### Exercise
Collect every line of the records that contains the word "green", matching its case exactly, and copy each line in full.

### Data provided

* start *

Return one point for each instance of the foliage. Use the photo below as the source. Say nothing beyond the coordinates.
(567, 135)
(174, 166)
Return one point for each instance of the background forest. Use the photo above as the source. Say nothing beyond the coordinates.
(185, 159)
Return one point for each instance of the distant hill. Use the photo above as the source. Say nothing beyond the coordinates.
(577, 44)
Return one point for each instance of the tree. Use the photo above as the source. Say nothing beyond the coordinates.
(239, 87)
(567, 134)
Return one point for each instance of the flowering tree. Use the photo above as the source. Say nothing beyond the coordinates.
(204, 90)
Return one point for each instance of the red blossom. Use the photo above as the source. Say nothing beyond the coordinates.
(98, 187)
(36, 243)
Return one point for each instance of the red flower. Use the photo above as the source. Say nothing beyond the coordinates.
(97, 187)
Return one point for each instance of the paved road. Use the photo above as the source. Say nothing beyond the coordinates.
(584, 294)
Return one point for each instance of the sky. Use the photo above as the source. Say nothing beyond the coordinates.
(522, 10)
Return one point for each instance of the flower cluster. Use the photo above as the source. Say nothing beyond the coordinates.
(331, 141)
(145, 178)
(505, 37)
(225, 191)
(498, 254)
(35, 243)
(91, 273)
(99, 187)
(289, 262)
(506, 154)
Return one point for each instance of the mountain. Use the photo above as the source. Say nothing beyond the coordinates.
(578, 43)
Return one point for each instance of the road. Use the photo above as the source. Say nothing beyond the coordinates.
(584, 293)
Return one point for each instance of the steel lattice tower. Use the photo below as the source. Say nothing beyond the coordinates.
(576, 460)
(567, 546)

* end *
* start *

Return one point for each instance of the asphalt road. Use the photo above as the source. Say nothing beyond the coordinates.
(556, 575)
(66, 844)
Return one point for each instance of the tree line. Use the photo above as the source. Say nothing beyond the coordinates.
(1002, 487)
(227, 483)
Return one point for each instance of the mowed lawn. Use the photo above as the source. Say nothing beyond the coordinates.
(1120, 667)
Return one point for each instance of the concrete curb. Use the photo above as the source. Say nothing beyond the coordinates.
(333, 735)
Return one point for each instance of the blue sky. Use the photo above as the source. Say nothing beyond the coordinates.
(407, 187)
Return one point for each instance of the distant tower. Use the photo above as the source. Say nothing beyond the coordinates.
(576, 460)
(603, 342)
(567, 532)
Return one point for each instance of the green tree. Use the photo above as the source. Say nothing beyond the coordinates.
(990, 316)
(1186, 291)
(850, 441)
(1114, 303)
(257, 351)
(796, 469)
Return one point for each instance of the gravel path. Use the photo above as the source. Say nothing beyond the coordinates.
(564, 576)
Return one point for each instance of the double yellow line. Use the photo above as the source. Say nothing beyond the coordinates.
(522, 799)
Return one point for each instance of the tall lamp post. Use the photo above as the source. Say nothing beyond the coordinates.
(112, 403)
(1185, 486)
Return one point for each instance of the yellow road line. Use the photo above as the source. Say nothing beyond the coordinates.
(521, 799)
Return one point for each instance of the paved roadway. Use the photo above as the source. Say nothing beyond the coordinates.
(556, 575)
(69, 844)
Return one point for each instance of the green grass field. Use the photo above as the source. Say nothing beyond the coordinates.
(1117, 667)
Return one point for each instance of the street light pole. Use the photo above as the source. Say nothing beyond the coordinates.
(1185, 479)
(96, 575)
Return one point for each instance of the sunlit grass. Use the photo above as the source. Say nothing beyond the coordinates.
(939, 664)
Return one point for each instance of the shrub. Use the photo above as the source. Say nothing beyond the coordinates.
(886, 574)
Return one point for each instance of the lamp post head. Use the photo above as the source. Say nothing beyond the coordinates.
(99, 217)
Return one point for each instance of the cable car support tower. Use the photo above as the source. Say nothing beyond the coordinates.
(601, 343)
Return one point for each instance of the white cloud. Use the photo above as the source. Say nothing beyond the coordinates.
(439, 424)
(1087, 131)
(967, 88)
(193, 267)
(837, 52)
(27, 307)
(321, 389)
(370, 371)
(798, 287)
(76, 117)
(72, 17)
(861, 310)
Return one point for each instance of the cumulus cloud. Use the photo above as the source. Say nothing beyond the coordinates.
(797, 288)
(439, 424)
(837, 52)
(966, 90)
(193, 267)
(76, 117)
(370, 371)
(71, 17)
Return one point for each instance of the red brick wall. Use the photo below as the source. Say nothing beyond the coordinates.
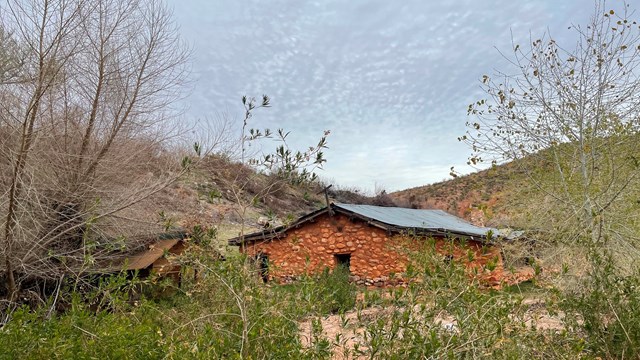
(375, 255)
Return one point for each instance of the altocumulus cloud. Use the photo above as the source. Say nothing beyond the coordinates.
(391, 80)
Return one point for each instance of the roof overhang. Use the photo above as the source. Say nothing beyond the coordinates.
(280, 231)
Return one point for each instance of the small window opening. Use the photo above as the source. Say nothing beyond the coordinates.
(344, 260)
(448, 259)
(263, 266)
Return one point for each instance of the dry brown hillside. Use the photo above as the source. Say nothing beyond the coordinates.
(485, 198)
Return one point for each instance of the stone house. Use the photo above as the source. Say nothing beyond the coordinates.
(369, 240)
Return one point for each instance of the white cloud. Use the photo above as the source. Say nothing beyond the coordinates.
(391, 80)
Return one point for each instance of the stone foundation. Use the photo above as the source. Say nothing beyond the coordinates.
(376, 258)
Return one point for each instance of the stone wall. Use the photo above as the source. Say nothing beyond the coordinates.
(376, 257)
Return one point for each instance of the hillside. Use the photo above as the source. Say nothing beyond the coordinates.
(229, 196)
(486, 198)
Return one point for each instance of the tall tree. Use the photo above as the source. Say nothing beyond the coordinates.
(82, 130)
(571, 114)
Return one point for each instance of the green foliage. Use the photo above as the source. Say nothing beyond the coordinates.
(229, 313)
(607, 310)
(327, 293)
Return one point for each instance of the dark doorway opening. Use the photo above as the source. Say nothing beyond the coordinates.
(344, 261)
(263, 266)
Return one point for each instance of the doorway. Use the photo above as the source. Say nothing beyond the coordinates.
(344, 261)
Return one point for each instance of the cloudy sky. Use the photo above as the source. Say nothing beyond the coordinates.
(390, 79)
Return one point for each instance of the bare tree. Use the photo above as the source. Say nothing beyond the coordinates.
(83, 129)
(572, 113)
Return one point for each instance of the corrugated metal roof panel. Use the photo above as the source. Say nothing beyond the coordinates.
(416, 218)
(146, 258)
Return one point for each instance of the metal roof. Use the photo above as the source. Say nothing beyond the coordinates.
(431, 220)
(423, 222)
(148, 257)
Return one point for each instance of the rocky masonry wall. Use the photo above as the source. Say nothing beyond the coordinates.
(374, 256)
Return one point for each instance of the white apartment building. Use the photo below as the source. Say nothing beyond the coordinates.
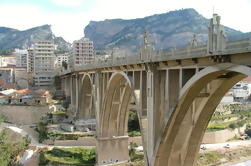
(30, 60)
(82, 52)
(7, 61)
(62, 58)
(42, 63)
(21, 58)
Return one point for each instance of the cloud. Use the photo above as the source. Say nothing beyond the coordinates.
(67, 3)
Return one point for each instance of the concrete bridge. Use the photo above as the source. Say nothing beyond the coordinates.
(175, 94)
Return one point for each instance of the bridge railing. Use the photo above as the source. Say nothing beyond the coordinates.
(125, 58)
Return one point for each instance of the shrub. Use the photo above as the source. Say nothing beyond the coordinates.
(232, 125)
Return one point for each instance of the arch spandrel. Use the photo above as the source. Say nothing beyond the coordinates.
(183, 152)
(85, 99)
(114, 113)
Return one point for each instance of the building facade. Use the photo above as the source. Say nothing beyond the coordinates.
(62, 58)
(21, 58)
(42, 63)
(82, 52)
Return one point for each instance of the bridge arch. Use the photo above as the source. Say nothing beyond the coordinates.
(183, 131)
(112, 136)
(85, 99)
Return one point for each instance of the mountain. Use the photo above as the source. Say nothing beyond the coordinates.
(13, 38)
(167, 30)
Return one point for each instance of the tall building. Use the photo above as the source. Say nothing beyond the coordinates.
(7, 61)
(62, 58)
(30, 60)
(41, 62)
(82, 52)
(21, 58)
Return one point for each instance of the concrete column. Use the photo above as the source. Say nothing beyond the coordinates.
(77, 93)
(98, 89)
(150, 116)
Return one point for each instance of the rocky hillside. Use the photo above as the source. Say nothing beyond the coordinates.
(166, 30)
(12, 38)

* end *

### The result
Return one point for each instance of the green tree. Use the photo above as the source. Say nothing beyond the coordinates.
Return one point for each instance of the green grass field. Use the photo above as the source. Say nothing beyond the coordinates.
Return one point for each instance of the green foliage. Use the photo above as the source. Say nothing beyond the coordinates.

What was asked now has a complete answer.